From the records below, copy every line that contains the word "field".

- Record set

-- Opening Marker --

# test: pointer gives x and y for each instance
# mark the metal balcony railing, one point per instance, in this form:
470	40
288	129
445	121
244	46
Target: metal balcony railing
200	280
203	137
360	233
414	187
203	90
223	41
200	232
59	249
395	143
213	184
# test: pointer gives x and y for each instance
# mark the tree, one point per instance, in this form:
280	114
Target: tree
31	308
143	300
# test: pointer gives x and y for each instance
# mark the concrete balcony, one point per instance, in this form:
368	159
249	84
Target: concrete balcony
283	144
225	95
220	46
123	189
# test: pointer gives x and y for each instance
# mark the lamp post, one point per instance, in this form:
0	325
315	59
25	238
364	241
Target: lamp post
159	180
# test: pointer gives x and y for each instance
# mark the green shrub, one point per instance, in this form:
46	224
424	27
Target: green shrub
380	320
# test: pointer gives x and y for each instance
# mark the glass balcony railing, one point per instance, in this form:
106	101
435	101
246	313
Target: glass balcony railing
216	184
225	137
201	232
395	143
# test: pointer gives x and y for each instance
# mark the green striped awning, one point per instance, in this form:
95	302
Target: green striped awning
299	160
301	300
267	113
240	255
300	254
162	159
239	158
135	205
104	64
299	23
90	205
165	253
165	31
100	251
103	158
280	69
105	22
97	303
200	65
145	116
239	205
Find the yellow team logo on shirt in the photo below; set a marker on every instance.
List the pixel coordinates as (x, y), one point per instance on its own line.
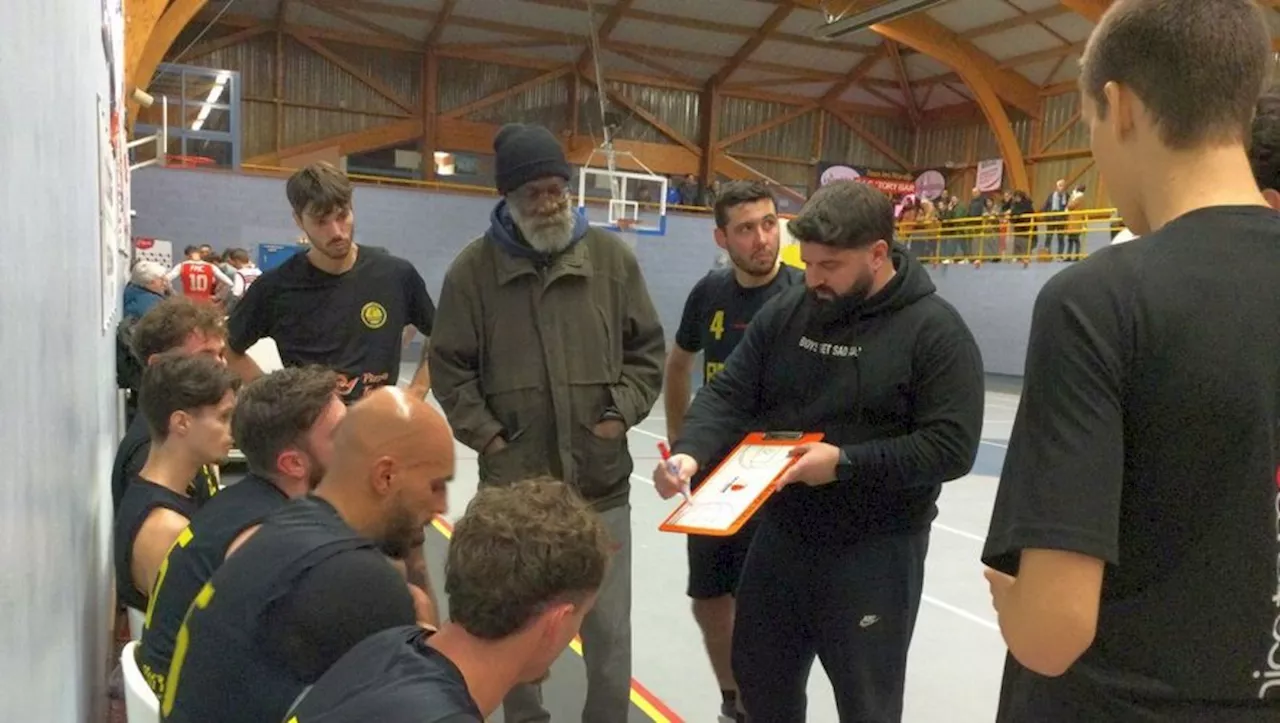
(374, 315)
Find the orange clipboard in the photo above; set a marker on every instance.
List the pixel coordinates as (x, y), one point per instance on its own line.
(739, 485)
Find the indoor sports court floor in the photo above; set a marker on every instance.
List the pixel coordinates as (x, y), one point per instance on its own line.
(956, 657)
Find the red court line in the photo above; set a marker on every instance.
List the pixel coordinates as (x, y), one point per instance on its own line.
(640, 696)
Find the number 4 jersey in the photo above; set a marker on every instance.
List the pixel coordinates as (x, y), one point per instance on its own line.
(718, 310)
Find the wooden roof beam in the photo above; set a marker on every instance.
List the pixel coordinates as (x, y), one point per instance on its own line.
(1088, 9)
(752, 44)
(165, 30)
(611, 22)
(433, 37)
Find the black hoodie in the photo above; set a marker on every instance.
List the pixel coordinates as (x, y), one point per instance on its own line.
(895, 380)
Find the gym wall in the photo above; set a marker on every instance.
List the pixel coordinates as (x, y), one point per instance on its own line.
(224, 209)
(58, 390)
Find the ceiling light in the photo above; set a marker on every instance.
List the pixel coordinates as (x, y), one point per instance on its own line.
(891, 10)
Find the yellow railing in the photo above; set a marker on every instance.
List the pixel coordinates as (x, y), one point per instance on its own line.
(446, 186)
(1004, 238)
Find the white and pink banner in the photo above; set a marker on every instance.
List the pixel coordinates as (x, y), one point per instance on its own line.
(991, 174)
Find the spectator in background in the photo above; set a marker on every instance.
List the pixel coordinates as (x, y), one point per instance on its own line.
(689, 191)
(146, 288)
(1055, 223)
(1134, 532)
(1265, 146)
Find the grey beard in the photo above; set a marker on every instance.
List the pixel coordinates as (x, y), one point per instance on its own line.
(547, 236)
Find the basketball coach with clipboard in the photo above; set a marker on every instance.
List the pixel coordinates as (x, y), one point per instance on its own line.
(868, 355)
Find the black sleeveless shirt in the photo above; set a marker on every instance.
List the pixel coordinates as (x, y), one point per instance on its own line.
(141, 497)
(222, 669)
(192, 561)
(391, 677)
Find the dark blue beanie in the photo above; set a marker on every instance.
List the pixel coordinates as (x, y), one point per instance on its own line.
(526, 152)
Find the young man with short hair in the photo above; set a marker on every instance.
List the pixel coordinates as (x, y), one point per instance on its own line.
(716, 316)
(1134, 536)
(524, 568)
(1265, 146)
(284, 425)
(867, 353)
(314, 579)
(187, 403)
(338, 305)
(178, 325)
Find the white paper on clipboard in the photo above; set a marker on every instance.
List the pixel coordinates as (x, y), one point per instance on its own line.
(735, 485)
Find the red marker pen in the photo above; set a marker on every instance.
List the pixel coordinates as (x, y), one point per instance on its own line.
(671, 468)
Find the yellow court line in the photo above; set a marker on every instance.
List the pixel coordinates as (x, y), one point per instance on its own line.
(640, 698)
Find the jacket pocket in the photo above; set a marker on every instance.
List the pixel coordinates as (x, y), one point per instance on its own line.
(602, 465)
(503, 467)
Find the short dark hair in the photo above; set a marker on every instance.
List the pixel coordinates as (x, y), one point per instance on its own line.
(319, 190)
(275, 411)
(1198, 67)
(1265, 141)
(845, 214)
(178, 383)
(735, 193)
(520, 548)
(167, 325)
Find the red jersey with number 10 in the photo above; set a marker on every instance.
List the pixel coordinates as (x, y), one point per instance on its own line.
(197, 280)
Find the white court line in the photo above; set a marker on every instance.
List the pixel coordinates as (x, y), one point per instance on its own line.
(960, 612)
(663, 438)
(959, 532)
(647, 433)
(928, 599)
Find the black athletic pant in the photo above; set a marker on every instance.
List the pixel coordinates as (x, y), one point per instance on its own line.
(851, 607)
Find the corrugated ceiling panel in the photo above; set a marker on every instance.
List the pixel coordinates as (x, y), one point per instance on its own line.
(254, 59)
(845, 146)
(937, 146)
(1057, 110)
(632, 127)
(398, 71)
(544, 105)
(465, 81)
(314, 79)
(792, 140)
(257, 128)
(305, 124)
(677, 109)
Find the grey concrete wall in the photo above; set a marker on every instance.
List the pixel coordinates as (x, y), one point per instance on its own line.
(58, 389)
(225, 209)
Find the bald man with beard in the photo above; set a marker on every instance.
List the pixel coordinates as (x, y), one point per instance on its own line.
(315, 579)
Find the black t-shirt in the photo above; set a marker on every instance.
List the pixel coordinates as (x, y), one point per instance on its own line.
(1148, 436)
(199, 552)
(895, 380)
(141, 498)
(280, 611)
(352, 323)
(718, 310)
(389, 677)
(131, 456)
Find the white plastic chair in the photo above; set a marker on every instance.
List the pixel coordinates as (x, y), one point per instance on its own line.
(141, 704)
(137, 618)
(266, 355)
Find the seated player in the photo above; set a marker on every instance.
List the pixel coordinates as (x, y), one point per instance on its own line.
(524, 568)
(314, 580)
(284, 425)
(187, 403)
(178, 325)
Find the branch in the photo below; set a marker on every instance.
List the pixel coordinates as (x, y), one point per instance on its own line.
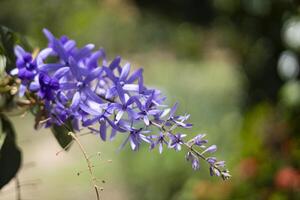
(90, 167)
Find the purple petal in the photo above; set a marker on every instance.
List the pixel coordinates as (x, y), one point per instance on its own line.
(75, 100)
(115, 63)
(103, 130)
(19, 51)
(135, 75)
(125, 71)
(113, 134)
(173, 110)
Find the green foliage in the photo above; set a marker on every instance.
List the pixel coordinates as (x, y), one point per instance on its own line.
(10, 155)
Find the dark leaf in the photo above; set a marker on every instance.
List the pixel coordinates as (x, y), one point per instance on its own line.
(8, 40)
(10, 155)
(61, 134)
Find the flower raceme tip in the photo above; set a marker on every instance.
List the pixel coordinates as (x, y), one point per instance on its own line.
(80, 85)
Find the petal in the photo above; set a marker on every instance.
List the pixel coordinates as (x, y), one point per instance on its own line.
(89, 110)
(121, 93)
(133, 144)
(22, 90)
(173, 110)
(135, 75)
(146, 120)
(103, 130)
(19, 51)
(50, 66)
(14, 72)
(75, 101)
(125, 72)
(131, 87)
(61, 72)
(119, 115)
(113, 134)
(34, 86)
(115, 63)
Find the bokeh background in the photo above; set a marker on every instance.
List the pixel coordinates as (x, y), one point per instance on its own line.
(232, 64)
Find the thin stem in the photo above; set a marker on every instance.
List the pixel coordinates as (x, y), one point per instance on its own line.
(89, 164)
(189, 147)
(18, 188)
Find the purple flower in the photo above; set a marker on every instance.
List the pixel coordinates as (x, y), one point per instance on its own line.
(48, 86)
(158, 140)
(176, 141)
(135, 138)
(77, 84)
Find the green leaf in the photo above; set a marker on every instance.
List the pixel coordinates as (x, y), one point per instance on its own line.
(8, 40)
(10, 155)
(61, 134)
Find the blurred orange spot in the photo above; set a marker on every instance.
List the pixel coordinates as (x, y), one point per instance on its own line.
(248, 167)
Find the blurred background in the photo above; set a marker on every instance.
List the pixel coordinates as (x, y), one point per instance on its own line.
(232, 64)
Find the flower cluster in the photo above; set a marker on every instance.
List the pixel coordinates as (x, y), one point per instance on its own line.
(80, 85)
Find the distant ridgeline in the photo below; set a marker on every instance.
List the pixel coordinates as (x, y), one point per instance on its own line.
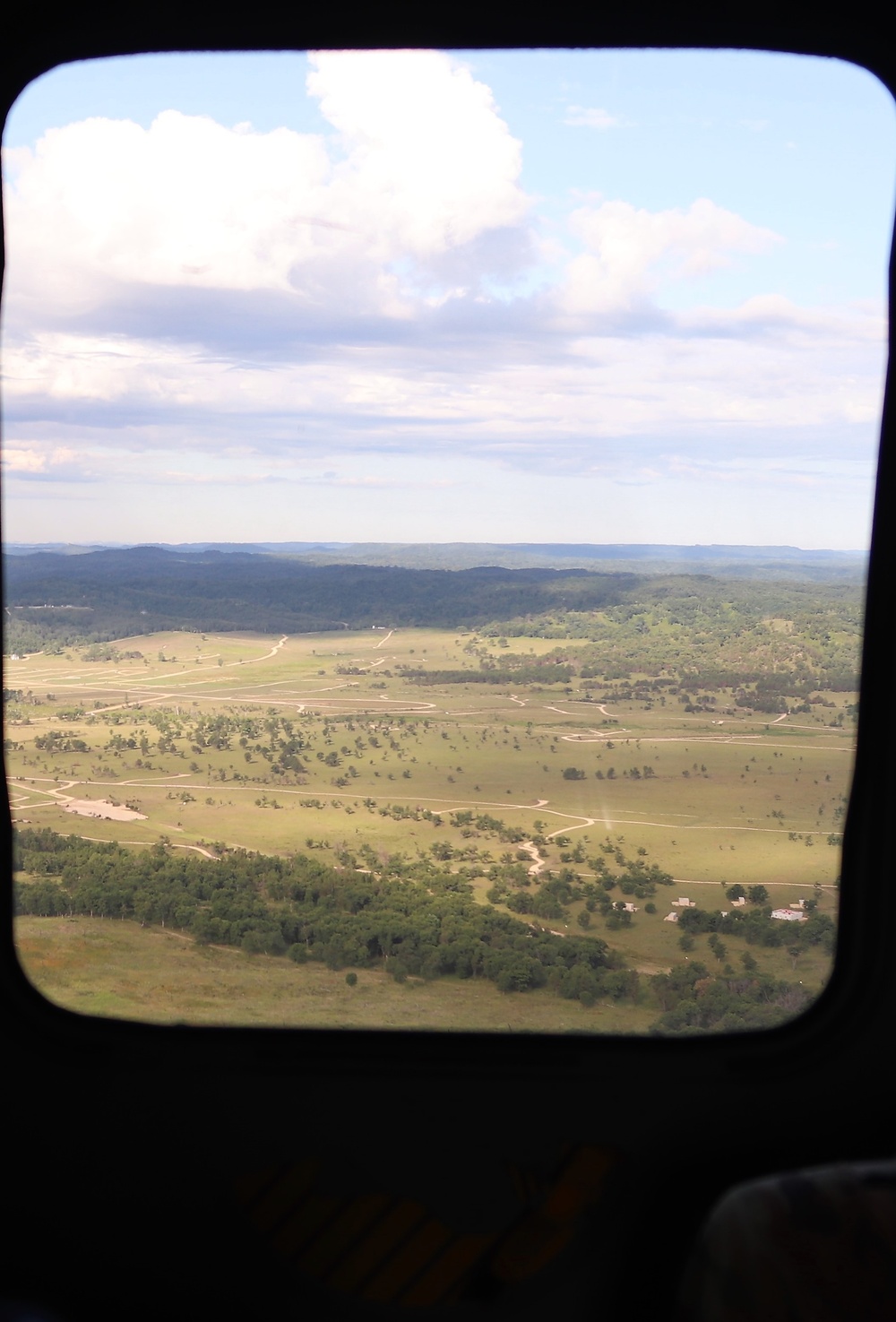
(775, 643)
(409, 918)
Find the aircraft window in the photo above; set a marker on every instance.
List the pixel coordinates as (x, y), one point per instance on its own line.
(437, 493)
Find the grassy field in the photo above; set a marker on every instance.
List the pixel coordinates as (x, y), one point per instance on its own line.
(718, 799)
(120, 969)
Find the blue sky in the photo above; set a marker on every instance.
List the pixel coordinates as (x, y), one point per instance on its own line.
(400, 297)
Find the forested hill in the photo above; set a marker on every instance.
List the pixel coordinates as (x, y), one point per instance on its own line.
(119, 592)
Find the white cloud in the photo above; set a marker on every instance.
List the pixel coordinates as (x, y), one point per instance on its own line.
(425, 163)
(624, 247)
(591, 117)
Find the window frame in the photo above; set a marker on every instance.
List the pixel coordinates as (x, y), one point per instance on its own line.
(857, 1002)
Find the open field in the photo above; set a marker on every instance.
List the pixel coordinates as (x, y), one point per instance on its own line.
(322, 743)
(120, 969)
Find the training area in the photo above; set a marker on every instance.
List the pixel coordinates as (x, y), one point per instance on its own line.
(364, 747)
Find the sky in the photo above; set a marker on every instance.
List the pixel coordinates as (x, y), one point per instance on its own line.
(401, 297)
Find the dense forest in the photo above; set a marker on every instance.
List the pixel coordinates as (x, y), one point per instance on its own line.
(773, 644)
(409, 919)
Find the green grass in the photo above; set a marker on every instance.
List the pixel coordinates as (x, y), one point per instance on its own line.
(495, 748)
(123, 971)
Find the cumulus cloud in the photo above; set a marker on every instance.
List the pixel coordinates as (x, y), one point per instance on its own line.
(625, 246)
(591, 117)
(423, 163)
(261, 300)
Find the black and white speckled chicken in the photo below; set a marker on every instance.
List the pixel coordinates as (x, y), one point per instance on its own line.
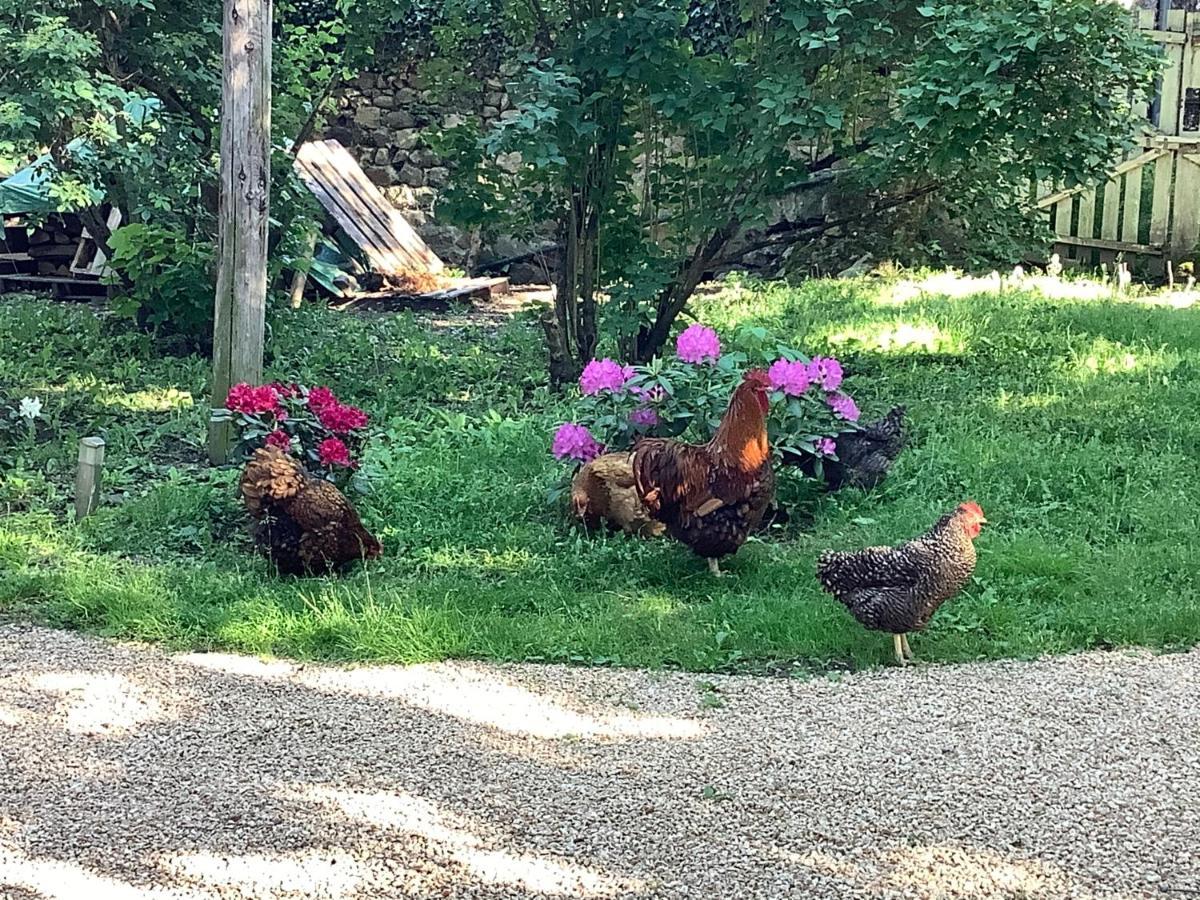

-- Closing Marker --

- Response below
Find the grassy field in the photo above; set a marker on every instance.
Find the open field in the photo above; set a marker on every instance.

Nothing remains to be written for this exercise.